Task to complete
Copy out the records below, replacing "matching instance" with "matching object" everywhere and keeping everything else the same.

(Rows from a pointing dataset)
--------
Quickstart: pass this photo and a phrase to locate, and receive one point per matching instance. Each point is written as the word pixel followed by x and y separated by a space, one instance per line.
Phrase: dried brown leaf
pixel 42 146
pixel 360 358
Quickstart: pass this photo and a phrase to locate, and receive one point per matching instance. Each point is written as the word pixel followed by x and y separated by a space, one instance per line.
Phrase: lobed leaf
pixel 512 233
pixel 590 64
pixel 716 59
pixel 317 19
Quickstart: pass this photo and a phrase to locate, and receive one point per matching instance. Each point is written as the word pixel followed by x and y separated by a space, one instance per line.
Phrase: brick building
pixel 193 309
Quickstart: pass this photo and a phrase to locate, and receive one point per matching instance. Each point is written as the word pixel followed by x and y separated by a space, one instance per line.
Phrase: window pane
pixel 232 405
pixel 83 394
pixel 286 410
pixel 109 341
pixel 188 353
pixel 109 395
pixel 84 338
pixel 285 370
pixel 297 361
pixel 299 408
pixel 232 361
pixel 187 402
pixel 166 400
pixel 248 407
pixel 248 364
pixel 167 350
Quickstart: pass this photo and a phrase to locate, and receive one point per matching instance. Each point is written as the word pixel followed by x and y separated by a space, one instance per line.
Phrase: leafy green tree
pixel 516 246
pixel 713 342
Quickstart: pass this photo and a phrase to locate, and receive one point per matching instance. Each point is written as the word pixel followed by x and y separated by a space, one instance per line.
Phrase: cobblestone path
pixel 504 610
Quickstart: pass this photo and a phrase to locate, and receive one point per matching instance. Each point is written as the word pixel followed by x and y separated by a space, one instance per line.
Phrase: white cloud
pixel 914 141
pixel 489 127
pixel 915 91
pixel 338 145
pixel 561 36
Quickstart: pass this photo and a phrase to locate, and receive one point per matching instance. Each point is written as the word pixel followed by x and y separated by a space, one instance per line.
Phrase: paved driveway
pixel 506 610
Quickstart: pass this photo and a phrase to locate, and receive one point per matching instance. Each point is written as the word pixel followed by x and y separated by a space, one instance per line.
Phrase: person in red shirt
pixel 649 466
--------
Result
Quickstart: pass this photo and a phrase to locate, and receive one point per matching object. Each point is written as the word pixel followed by x and y separated by a space, one instance per line.
Phrase: dried brown leaf
pixel 42 146
pixel 360 358
Quickstart: pass this photo and a phrase to locate, and receive one point per matching object. Each point is written as the word pixel followed by x and y separated by a space, one instance per line.
Phrase: lobed leaf
pixel 512 233
pixel 590 64
pixel 716 59
pixel 317 19
Quickstart: pass this photo and a phrase to locate, and receive one point per matching object. Each point is written as the word pixel followed by x and y separated by a space, one instance per line.
Phrase: brick building
pixel 193 309
Quickstart: pass this photo and a phrase to locate, and receive one point per matching object. Each point is written as the word pixel followed by x and y separated by a space, one instance per line.
Phrase: window pane
pixel 232 405
pixel 83 394
pixel 286 410
pixel 109 341
pixel 188 353
pixel 109 395
pixel 84 338
pixel 285 370
pixel 297 361
pixel 299 408
pixel 232 361
pixel 187 402
pixel 166 400
pixel 248 407
pixel 248 364
pixel 167 350
Quickstart: pass this photo and a phrase to locate, and receive one point per matching object. Each point is written as the word pixel followed by x and y separated by a space, one instance per line.
Phrase: leafy green tree
pixel 516 246
pixel 713 342
Quickstart: pass this photo and a phrase to locate, and receive one point per matching object. Each point is written as the word pixel followed by x and y separated by a space, one instance per line.
Phrase: cobblestone path
pixel 504 610
Quickstart: pass this photo and a phrase to locate, and receive one point per matching object. Each point is written as the word pixel followed by x and y separated by a space, one instance per line.
Phrase: white cloud
pixel 914 141
pixel 489 127
pixel 915 91
pixel 338 145
pixel 561 36
Quickstart: pass this photo and a phrase to locate, and receive one point per matching object. Each point is written as the word pixel followed by x and y separated by a space, one instance per line.
Phrase: paved driveway
pixel 506 610
Quickstart: pass this photo and a phrase to locate, and receive one point per matching object. Each point is written as the word pixel followed by x and y separated by a space, one instance per line.
Phrase: person in red shirt
pixel 649 466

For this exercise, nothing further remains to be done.